[Défi 1]
Que répondez-vous à ces trois questions sur l'entretien reproduit ci-dessous ?
(a) Dans quel arrondissement de Paris se trouvait l'immeuble ?
(b) Combien d'enfants figurent parmi les personnes mortes ?
(c) D'après Jean-Louis Borloo, qu'est-ce que l'État avait donné ?
[Défi 2]
Ces affirmations concordent-elles avec l'entretien ci-dessous ? Répondez par oui ou par non, en citant les mots décisifs.
(a) L'État gérait l'immeuble.
(b) L'incendie s'est produit dans la nuit de jeudi à vendredi.
(c) Des travaux avaient été réalisés sur l'immeuble.
[Défi 3]
Par quels termes Jean-Michel Aphatie décrit-il l'état de l'immeuble dans l'entretien ci-dessous ? Donnez-les tous.

[Texte extrait]
·····

Texte intégral
Q- Jean-Michel Aphatie : Bonjour, Jean-Louis Borloo.
R- Jean-Louis Borloo : Bonjour.
Q- Un immeuble a brûlé, dans la nuit de jeudi à vendredi, dans le 13ème arrondissement de Paris : 17 personnes sont mortes parmi lesquelles 14 enfants. Cet immeuble était surpeuplé, vétuste, à la limite de l'insalubrité. Tout le monde le savait : on avait promis un relogement aux familles, des travaux sur l'immeuble. Rien n'a été fait. On peut parler de fatalité dans cet incendie ou la responsabilité de quelqu'un, de l'état, est-elle engagée, Jean-Louis Borloo ?
R- Vous savez, par nature, ce qui se passe sur le territoire national engage l'état quel que soit celui qui est l'opérateur. L'état ne gérait pas cet immeuble. L'état avait donné les financements pour la réhabilitation et, pour autant, vous imaginez bien qu'on considère, en dernier ressort, que c'est une responsabilité qui nous incombe.
Q- Qui incombe à qui ?

·····

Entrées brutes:

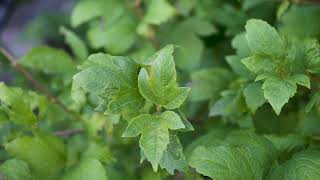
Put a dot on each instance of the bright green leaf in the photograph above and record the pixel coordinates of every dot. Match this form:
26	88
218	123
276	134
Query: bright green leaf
278	92
253	94
158	84
15	169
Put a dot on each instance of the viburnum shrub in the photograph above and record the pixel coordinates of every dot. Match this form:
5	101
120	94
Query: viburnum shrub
159	89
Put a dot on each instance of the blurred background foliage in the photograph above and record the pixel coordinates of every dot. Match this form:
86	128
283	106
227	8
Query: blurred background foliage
207	32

·····

[Corrigé détaillé 1]
(a) Le 13ème arrondissement.
(b) 14 enfants.
(c) Les financements pour la réhabilitation.

[Corrigé détaillé 2]
(a) Non : « L'état ne gérait pas cet immeuble. »
(b) Oui : « dans la nuit de jeudi à vendredi ».
(c) Non : « Rien n'a été fait. »

[Corrigé détaillé 3]
Surpeuplé ; vétuste ; à la limite de l'insalubrité.